## Task prompt
Using the Pulseband project write-up, answer these:
(a) How long was the timeline for the design challenge?
(b) How many existing similar products did the team analyze?
(c) Who served as the UI Designer?

*** Text passage Section Begins ***

Pulseband
Summary
The Pulseband is an explorative concept of a wearable heart monitor specifically designed for individuals with heart conditions. The product measures a user’s blood pressure, heart rate, EKG, blood work levels, and sleep patterns, and sends out alerts when a user is having a medical emergency.
DELIVERABLES
Research Plan
UX Strategy Blueprint
Application Map
User Flow
Wireframes
Prototypes
MY ROLE
UX Designer
Interaction Designer
DESIGN TEAM
Catherine Wood: UX and Interaction Designer
Kevin Kuk: UI Designer
The Challenge
Heart disease is the leading cause of death for both men and women in the United States (1/4 of all deaths). It is also economically costly and accounts for approximately ~$312.6 billion in terms of health care expenses and lost productivity. Existing wearable technologies do not address the issue well enough or are focused on tracking fitness. With a 3-week timeline, our challenge was to design a wearable device and accompanying app for individuals with heart conditions that would monitor heart vitals and help users more effectively gain control of their health.
The Discovery
DOMAIN ANALYSIS
In order to be able to design a medical device and app, our team needed to understand the domain of cardiology and pathophysiology. We accomplished this by conducting in-depth academic literature reviews and subject-matter interviews with cardiac health professionals.
Insights: Our key takeaway from our research that most impacted our design strategy and approach is that at least a third of deaths from cardiovascular disease are preventable and are dependent on lifestyle choices. In addition, data from blood work are just as important in assessing a holistic view of heart health in addition to blood pressure, heart rate, and EKG readings.
COMPETITIVE ANALYSIS
We also needed to understand the competition, so we analyzed 20 existing similar products, their features, and how they are addressing health.
Insights: From our analysis, we realized that most existing products lack any communication with medical professionals. They also tend to focus on maximizing fitness for those who are already healthy rather than addressing health issues. Moreover, most heart-related products focus on only some of the aspects of heart health, which only provides a partial view of an individual’s health.
USER INTERVIEWS
We aimed to gain a deeper understanding about prospective user behaviors, emotions, needs, motivations, attitudes, and knowledge towards their heart health, cardiac care, and technology. From our insights, we created the following user personas.

*** Text passage Section Ends ***
*** Supplied data Section Begins ***

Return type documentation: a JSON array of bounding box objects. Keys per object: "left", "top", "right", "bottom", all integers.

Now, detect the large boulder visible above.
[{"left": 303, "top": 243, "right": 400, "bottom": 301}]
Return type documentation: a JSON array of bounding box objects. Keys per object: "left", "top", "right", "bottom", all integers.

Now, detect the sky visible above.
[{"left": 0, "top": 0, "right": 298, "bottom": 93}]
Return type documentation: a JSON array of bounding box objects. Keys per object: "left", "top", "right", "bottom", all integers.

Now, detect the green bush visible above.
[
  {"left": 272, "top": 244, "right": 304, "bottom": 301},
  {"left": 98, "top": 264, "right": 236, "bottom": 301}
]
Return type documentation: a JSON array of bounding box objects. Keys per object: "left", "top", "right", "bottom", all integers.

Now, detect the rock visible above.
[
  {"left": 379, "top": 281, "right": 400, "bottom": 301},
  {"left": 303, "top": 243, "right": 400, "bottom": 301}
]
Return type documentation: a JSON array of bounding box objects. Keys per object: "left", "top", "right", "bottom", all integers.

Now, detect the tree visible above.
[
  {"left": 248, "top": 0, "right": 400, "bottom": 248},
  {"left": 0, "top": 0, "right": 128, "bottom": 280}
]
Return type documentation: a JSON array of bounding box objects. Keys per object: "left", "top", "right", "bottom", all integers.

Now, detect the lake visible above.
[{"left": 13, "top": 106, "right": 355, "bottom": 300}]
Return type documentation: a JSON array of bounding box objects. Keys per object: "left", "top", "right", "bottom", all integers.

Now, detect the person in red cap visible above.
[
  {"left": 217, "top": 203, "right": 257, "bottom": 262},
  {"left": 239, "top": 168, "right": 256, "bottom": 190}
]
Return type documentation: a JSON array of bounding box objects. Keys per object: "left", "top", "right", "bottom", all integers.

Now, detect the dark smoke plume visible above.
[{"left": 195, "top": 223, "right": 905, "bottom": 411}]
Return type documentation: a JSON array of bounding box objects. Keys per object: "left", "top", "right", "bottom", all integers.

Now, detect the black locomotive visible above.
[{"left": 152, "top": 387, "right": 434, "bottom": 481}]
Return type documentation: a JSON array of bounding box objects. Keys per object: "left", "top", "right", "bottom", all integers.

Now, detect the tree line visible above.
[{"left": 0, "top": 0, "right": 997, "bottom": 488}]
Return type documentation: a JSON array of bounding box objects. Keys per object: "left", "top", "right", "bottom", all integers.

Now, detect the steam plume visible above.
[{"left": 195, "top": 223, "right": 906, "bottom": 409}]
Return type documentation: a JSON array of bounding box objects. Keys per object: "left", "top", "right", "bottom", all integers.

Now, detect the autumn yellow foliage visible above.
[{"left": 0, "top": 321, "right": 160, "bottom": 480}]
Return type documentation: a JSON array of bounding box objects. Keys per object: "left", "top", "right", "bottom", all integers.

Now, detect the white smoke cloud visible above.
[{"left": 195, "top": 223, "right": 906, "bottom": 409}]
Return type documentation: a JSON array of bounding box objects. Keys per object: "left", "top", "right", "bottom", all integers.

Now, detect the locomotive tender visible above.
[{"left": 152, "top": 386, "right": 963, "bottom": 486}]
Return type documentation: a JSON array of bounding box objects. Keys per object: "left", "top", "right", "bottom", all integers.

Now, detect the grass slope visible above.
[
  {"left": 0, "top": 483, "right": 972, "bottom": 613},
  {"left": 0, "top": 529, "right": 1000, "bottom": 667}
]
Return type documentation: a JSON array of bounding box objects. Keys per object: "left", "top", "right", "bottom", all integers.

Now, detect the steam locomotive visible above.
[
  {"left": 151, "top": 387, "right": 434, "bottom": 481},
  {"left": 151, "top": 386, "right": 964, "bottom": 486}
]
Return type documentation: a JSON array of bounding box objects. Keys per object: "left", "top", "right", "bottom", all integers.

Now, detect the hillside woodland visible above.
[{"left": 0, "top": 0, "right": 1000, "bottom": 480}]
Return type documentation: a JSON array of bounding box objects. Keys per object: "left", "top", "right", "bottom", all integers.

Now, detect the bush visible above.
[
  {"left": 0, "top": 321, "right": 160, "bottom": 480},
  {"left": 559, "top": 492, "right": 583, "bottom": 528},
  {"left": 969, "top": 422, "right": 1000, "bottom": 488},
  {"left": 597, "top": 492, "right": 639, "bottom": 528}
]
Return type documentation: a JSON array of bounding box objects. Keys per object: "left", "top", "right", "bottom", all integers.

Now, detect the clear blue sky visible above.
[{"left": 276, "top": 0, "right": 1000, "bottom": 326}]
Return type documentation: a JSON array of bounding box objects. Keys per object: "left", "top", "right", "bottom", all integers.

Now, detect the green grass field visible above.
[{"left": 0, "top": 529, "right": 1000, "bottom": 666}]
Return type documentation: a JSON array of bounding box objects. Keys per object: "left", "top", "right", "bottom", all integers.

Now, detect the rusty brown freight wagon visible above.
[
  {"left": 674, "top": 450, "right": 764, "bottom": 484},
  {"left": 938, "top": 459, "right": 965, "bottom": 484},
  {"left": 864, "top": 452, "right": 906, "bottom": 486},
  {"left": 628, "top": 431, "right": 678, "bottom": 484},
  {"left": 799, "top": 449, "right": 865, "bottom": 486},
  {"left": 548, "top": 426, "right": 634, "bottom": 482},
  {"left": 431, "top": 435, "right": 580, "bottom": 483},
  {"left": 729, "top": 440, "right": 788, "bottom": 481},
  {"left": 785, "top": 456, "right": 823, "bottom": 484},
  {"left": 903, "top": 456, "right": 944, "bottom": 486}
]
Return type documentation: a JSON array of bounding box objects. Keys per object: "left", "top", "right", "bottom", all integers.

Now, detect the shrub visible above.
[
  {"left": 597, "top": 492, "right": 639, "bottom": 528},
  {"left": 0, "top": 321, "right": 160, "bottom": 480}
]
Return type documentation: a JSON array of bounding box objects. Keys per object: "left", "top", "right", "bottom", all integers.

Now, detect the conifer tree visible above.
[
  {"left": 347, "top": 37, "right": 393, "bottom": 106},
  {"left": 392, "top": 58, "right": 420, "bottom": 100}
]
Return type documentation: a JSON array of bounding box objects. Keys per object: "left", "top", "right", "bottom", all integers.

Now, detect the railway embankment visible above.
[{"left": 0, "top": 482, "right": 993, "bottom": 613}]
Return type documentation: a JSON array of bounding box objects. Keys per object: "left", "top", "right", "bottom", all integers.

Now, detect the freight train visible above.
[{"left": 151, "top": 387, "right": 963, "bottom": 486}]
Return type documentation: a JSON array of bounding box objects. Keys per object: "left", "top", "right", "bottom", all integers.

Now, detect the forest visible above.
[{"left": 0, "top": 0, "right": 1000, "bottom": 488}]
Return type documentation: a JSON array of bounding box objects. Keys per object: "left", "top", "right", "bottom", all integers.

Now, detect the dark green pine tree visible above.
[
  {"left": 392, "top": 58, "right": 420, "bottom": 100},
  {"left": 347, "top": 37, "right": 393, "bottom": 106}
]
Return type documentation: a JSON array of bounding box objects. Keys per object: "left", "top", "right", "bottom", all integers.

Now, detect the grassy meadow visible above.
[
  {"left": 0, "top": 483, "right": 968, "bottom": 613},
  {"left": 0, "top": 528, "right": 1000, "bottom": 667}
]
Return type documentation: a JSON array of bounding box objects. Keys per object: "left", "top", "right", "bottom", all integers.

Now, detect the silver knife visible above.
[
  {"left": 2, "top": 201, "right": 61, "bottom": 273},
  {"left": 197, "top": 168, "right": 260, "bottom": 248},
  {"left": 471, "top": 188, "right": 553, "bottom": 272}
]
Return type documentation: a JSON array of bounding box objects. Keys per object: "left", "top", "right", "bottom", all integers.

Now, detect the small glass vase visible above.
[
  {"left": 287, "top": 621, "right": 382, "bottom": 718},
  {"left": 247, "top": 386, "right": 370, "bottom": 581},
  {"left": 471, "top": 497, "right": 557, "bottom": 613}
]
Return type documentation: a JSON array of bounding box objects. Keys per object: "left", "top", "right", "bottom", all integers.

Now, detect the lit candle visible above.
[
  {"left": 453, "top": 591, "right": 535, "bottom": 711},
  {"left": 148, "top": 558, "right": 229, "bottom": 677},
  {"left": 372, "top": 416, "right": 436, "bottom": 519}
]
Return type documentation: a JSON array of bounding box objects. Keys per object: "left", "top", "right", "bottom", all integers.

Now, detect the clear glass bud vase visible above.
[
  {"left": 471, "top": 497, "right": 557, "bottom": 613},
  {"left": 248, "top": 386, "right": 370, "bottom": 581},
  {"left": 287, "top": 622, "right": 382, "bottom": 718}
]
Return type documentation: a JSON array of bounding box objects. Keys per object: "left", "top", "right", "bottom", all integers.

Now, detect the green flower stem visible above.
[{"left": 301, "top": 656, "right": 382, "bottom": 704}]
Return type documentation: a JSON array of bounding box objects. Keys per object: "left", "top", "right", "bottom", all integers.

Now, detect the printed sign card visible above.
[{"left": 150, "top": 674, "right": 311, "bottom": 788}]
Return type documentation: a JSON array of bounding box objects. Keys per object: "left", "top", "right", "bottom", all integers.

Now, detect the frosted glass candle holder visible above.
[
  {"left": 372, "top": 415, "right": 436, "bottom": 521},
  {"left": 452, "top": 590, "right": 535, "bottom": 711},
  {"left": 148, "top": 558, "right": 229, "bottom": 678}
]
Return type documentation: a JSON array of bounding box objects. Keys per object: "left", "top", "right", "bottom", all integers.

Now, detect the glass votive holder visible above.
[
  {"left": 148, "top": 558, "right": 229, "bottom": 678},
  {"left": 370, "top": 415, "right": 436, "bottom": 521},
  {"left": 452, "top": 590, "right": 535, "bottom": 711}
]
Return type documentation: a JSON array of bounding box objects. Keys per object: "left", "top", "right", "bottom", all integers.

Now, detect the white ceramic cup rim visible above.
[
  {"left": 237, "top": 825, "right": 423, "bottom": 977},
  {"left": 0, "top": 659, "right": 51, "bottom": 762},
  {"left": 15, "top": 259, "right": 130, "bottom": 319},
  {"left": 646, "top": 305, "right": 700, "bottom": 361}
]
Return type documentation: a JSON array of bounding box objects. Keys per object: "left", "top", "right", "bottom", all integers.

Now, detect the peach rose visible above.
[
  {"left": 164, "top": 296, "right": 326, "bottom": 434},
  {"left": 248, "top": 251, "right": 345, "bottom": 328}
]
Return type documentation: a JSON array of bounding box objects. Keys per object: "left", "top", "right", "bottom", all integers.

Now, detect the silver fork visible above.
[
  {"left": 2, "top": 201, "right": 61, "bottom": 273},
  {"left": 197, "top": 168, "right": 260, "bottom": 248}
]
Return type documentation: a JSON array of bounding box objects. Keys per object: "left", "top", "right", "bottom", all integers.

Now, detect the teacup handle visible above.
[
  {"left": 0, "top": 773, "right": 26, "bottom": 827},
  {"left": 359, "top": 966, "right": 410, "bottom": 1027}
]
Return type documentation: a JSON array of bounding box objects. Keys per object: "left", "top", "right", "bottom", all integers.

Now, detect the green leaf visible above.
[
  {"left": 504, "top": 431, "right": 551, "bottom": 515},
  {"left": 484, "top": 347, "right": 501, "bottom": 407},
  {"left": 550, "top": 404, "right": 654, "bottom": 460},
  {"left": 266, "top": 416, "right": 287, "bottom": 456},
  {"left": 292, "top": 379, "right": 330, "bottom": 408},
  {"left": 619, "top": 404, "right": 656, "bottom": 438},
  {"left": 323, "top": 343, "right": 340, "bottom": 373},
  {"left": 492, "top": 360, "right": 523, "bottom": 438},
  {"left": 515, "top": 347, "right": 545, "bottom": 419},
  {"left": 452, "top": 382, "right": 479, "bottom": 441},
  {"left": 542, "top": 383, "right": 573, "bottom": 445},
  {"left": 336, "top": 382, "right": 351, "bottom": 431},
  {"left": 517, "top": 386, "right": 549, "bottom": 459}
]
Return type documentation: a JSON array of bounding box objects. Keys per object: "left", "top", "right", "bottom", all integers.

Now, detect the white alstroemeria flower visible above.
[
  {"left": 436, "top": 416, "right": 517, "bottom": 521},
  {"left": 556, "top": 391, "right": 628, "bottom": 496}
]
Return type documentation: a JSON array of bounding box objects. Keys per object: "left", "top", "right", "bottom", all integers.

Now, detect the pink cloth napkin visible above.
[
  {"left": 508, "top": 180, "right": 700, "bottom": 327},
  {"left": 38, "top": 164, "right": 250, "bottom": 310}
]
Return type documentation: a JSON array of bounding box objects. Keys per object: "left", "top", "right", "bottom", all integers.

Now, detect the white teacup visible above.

*** Supplied data Section Ends ***

## Solution
(a) 3 weeks
(b) 20
(c) Kevin Kuk